* START *

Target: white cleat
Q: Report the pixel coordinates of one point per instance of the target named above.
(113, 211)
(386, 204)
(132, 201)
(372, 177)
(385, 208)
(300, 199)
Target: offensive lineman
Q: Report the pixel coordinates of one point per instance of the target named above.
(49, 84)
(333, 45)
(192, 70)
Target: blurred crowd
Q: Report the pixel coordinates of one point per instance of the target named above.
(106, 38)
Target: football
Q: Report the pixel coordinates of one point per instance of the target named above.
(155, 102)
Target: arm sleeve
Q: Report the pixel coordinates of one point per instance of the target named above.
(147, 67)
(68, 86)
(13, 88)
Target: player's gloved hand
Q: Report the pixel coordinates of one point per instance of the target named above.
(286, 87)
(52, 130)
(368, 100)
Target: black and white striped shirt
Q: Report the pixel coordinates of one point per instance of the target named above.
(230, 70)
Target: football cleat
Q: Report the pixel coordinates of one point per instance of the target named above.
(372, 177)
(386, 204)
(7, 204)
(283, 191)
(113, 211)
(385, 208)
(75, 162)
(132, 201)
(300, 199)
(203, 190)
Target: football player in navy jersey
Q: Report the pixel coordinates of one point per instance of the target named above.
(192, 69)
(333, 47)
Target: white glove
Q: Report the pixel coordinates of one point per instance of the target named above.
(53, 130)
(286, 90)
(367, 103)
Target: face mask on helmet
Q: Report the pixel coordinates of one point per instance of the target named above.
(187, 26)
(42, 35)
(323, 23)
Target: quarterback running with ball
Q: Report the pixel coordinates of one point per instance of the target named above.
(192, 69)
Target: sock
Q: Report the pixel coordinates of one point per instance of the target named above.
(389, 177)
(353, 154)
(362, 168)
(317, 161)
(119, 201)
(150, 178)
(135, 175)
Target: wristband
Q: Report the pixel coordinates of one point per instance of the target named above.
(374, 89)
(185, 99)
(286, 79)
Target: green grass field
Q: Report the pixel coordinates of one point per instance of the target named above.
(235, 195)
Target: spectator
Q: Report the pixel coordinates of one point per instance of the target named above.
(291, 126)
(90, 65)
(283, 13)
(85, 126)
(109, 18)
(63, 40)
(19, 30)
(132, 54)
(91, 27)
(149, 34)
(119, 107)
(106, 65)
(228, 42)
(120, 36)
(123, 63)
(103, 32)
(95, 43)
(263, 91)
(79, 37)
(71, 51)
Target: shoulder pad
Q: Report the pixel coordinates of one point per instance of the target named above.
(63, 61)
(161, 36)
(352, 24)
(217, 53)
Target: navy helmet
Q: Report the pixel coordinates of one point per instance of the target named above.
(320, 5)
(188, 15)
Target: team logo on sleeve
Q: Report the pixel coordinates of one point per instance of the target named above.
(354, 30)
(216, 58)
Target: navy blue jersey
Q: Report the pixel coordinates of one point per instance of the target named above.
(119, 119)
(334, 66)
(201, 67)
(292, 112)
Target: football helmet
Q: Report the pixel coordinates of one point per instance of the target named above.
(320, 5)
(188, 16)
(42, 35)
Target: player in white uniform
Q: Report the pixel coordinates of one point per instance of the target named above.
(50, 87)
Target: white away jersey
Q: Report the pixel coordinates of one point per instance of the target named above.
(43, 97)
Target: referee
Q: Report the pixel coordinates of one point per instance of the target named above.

* END *

**Written exercise:** Could you copy out, word for word, the lines from the one containing "Target: white away jersey" through the end of the items?

**Completed exercise:**
Target: white away jersey
Q: Report the pixel coordinates of one point per instance of the target named above.
(43, 97)
Target: referee
Q: Report the pixel coordinates of one point per instance of the target named above.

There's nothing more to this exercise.